Extract to read

# # # # #

The thieves who yanked two of Edvard Munch’s masterpieces, “The Scream” and “Madonna” off of a wall in an Oslo, Norway, museum three years ago were sentenced today. The man labeled as the mastermind of the smash-and-grab thefts, Bjoern Hoen, 39, was given nine years. The man driving the getaway car, Petter Tharaldsen, 35, received a sentence of 9 1/2 years (because an unrelated robbery was included in the sentencing). Those two were also convicted of being part of an organized crime group, according to the AP story, here. One of the two gunmen, Stian Skjold, 31, was given 5 1/2 years. The other gunmen died before charges were filed.

Additionally, the men were ordered to pay $262 million to the City of Oslo, which owns the paintings, according to the AP story, which also cited a lawyer for the defendants saying they would appeal.

At the time, the theft grabbed headlines both because of the value of the paintings targeted but also because of its brazenness–it was a daylight operation that used the threat of gun violence to overcome any high-tech security measures in place at the museum. CSO talked about the tehft at the time, here, with art security expert Steven Keller, who used to direct security at the Art Institute of Chicago. Keller worried about the trend of using the threat of violence against civilians as a counterpoint to ever more sophisticated art security technology. Ironically, right before the theft, CSO had published a graphical feature on high-tech art security, here,  in which we asked Keller to show us how he’d secure a priceless painting if money were no object.

Art security might seem awfully nichey, but in fact, many security experts admire art security experts for their ability to secure highly valuable artifacts while making them available to the public at the same time. Security leaders in other fields try to copy the security techniques used in the world of fine art, from cataloging to transport. When asked about the challenge of transporting deadly biologics from source manufacturing facility to research labs on campus, Boston University Medical Center security director Kevin Tuohey said without hesitation, “We look at what the art guys do. They’re the best when it comes to transport.”

According to the museum security newtork  citing insurer Argos, about $10 billion worth of art is stolen every year. As recently as three days ago, a shipment of Croatian Naive Art, en route to St. Petersburg, FL, from Croatia was reported missing and is now presumed stolen.

# # # # #

Data section
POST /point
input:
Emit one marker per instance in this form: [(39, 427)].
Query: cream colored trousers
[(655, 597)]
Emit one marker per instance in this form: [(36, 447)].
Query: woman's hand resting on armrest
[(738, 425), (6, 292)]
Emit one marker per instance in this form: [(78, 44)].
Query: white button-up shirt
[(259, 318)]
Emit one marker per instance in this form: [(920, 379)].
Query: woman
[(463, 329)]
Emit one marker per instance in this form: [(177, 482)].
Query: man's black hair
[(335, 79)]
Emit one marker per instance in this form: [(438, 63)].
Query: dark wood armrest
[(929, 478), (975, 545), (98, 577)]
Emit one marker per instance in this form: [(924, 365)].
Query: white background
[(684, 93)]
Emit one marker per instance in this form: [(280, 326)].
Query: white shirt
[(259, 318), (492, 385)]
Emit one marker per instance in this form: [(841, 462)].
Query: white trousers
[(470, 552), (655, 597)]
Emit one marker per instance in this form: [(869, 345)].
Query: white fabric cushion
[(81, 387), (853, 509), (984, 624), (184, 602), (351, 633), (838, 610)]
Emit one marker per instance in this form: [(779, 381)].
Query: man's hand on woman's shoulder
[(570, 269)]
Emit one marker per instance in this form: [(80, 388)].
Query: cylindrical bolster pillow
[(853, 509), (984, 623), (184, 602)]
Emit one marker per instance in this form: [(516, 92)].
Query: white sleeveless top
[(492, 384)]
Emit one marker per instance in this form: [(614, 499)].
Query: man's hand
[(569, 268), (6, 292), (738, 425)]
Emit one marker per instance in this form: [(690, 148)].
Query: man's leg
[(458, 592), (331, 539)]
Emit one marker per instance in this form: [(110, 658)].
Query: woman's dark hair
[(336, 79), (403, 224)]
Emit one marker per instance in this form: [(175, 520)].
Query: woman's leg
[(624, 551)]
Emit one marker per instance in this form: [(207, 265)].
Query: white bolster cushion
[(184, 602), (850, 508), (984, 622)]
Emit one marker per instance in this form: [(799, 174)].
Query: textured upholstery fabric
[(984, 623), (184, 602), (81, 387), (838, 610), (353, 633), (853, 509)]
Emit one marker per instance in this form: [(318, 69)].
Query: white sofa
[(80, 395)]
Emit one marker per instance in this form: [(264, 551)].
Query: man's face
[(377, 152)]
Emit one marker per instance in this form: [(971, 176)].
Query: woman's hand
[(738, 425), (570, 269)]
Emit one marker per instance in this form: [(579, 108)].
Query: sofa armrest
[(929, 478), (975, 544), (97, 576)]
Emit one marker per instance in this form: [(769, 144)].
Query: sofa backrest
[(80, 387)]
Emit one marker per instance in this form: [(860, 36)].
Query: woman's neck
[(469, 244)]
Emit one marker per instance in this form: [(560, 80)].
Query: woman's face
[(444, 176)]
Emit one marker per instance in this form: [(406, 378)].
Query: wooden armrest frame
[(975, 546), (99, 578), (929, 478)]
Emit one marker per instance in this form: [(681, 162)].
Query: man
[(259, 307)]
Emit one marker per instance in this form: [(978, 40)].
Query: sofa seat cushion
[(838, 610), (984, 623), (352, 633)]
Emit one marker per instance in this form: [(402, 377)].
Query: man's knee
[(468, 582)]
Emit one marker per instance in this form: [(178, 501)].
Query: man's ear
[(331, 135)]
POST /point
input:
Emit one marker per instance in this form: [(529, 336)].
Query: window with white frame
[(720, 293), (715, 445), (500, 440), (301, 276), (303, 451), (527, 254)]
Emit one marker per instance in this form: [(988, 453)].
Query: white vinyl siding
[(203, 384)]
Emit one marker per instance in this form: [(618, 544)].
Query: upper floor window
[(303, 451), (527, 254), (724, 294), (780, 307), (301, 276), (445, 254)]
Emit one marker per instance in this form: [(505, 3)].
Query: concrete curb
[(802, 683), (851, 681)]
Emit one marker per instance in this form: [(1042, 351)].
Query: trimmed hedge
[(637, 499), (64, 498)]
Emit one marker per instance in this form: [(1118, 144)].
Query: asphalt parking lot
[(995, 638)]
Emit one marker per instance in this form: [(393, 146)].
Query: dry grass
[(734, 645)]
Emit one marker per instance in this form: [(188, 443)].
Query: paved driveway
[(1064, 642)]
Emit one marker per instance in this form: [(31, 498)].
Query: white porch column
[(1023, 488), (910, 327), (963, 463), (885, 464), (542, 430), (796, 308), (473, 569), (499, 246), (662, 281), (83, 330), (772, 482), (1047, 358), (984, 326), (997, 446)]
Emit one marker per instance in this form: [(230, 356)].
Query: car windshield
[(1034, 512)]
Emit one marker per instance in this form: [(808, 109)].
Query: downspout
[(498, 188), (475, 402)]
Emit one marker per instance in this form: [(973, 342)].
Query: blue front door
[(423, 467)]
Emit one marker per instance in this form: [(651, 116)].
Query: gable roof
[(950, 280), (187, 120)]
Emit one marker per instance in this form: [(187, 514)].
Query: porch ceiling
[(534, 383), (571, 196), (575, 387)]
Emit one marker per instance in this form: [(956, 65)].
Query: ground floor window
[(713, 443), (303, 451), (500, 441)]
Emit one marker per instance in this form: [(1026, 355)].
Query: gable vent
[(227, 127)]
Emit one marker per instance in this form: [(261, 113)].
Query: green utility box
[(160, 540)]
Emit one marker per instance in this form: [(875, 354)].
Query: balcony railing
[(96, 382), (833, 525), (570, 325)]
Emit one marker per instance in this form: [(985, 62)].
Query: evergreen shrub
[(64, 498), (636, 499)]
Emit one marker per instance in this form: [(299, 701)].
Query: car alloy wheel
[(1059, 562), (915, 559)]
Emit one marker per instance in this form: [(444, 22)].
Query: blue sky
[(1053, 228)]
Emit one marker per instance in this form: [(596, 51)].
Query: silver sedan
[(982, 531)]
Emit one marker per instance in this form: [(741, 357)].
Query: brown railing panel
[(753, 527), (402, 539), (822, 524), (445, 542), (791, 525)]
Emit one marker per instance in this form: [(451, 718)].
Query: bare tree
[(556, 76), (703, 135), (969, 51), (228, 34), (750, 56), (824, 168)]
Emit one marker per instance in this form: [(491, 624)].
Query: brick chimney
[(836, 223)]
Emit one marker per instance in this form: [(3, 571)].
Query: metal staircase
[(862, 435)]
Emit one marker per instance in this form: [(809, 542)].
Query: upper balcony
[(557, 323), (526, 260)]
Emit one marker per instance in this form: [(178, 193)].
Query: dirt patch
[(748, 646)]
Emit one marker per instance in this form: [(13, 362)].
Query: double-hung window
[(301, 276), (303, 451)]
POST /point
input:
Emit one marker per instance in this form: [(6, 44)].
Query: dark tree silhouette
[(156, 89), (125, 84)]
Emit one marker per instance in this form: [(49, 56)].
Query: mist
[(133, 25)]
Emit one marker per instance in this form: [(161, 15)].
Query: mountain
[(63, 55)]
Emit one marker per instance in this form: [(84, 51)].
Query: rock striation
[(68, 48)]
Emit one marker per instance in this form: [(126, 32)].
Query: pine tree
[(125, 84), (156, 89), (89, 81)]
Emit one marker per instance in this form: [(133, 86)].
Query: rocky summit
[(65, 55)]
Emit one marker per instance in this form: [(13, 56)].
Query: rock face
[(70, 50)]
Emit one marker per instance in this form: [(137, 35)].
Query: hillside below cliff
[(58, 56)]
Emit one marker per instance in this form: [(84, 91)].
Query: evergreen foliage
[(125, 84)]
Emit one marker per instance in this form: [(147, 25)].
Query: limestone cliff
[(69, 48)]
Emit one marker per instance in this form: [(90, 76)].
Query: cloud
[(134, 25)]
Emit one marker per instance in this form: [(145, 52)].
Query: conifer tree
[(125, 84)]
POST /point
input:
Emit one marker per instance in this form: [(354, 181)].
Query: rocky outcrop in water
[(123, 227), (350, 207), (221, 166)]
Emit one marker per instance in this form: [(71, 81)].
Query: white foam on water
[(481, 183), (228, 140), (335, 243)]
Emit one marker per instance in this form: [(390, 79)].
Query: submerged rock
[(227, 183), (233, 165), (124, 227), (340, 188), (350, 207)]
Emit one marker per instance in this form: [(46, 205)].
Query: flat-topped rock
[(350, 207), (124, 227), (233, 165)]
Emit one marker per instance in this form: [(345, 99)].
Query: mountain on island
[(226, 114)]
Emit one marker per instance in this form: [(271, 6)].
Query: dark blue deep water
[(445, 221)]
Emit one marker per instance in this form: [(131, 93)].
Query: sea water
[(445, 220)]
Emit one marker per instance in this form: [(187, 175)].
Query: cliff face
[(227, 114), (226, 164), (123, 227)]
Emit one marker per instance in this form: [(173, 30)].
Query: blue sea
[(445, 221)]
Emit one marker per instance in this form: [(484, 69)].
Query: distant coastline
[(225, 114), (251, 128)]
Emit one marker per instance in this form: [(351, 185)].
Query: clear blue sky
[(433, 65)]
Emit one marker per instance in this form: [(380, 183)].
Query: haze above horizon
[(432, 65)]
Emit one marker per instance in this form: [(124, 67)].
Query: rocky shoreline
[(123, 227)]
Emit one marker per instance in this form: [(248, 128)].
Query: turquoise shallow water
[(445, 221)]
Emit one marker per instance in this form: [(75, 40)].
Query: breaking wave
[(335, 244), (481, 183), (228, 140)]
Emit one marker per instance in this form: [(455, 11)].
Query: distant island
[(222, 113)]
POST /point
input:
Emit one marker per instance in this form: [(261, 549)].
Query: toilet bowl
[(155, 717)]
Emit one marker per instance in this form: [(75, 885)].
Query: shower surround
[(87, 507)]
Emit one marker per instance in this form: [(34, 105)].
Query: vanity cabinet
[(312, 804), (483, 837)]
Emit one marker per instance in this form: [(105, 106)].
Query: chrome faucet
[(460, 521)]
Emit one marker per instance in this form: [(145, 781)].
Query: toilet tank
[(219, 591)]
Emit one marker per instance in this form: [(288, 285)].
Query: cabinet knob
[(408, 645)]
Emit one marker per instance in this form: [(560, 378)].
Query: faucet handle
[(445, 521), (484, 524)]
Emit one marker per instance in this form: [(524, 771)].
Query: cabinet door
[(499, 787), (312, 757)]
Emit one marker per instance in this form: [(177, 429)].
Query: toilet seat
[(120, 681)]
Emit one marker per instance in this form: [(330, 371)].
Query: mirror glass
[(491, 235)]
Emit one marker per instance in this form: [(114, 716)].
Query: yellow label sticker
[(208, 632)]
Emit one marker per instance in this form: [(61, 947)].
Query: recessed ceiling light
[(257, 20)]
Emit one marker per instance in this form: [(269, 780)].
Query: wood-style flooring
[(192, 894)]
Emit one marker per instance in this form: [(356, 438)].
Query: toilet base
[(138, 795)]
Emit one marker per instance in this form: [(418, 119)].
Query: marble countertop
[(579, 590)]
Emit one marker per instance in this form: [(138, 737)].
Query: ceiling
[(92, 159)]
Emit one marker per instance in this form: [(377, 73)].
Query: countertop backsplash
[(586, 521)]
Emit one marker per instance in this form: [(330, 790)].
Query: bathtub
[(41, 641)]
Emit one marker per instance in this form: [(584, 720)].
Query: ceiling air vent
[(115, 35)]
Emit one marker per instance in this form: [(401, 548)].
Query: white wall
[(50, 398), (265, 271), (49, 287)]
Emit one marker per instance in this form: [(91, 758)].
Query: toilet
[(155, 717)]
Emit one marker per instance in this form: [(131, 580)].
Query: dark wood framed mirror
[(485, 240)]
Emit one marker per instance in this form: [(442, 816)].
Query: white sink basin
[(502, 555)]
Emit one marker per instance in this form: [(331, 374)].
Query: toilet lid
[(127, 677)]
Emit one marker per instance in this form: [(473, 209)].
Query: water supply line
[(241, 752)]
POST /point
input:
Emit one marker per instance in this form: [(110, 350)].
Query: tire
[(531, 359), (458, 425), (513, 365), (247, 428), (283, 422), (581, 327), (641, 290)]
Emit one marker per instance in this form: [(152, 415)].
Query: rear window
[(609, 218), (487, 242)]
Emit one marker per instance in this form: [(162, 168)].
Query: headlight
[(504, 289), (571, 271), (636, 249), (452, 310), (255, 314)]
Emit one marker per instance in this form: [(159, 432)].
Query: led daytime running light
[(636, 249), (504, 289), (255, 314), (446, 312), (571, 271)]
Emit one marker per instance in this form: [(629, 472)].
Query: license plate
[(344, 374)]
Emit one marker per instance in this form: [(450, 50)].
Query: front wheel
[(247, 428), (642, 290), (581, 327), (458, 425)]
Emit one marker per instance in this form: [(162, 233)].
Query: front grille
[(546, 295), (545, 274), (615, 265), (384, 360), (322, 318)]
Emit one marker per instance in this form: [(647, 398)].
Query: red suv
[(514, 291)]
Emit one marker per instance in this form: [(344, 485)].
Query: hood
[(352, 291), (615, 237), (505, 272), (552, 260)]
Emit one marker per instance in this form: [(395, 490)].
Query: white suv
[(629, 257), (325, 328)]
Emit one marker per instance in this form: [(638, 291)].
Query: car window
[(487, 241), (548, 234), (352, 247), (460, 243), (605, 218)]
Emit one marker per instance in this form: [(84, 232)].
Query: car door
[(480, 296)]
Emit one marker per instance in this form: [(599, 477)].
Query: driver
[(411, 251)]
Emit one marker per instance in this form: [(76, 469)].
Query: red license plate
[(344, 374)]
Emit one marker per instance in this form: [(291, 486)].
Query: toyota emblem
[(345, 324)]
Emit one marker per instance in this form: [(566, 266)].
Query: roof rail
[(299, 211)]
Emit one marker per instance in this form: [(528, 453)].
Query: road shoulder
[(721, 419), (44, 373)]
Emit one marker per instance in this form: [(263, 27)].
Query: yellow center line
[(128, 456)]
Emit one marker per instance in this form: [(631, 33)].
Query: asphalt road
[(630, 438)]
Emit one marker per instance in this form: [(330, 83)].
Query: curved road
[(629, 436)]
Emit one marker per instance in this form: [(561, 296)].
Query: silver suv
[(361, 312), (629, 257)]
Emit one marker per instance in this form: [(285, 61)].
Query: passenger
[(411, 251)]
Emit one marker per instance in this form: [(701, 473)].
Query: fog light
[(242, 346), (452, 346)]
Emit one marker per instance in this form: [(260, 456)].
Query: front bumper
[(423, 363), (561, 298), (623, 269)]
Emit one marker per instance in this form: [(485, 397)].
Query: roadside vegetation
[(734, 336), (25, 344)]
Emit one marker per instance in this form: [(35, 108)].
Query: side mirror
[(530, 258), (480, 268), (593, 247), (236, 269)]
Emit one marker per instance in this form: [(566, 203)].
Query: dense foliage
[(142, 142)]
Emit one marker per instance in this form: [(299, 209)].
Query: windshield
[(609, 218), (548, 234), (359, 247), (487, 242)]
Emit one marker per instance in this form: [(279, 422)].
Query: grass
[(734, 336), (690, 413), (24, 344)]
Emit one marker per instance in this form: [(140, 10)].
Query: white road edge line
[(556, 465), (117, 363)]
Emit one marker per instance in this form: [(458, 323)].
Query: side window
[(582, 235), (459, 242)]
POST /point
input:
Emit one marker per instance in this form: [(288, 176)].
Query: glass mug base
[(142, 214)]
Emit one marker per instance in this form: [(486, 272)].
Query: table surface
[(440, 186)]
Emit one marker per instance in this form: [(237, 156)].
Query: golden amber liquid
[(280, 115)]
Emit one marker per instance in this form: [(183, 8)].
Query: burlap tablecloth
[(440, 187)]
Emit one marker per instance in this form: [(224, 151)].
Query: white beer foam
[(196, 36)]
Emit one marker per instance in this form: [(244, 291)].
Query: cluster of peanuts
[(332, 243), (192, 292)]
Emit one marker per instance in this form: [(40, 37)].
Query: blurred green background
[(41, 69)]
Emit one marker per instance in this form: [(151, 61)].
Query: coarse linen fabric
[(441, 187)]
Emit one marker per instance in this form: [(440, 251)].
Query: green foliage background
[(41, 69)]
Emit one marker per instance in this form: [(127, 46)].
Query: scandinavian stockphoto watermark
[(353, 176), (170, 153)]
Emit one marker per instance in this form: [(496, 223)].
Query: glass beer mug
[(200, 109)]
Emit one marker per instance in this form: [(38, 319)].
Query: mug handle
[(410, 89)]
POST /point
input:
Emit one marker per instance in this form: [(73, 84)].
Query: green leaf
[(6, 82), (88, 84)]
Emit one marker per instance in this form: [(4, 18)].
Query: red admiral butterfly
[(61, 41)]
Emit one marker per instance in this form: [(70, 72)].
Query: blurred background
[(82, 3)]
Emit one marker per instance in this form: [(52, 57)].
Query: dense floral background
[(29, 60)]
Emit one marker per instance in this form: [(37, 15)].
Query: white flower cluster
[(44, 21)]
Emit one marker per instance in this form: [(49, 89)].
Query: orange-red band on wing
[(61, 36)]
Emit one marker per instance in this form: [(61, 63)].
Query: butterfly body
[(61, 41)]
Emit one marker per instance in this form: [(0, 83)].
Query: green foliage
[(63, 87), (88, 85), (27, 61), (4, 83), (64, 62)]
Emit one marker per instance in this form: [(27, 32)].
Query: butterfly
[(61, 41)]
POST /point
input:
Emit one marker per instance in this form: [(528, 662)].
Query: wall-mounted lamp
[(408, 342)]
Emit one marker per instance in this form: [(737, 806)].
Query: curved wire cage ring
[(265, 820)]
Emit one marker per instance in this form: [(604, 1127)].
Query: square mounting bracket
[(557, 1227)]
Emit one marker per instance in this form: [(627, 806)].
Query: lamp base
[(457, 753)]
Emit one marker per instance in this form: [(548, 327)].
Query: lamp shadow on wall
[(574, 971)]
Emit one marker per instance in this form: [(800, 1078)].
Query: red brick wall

# # # # #

Apply what you read
**A.** In the article on the Munch painting thefts, translate this sentence into Spanish: "One of the two gunmen, Stian Skjold, 31, was given 5 1/2 years."
**B.** From the article on the Munch painting thefts, copy the passage from "The thieves who" to "charges were filed." word for word.

Outputs in order
**A.** Uno de los dos pistoleros, Stian Skjold, de 31 años, fue condenado a cinco años y medio.

**B.**
The thieves who yanked two of Edvard Munch’s masterpieces, “The Scream” and “Madonna” off of a wall in an Oslo, Norway, museum three years ago were sentenced today. The man labeled as the mastermind of the smash-and-grab thefts, Bjoern Hoen, 39, was given nine years. The man driving the getaway car, Petter Tharaldsen, 35, received a sentence of 9 1/2 years (because an unrelated robbery was included in the sentencing). Those two were also convicted of being part of an organized crime group, according to the AP story, here. One of the two gunmen, Stian Skjold, 31, was given 5 1/2 years. The other gunmen died before charges were filed.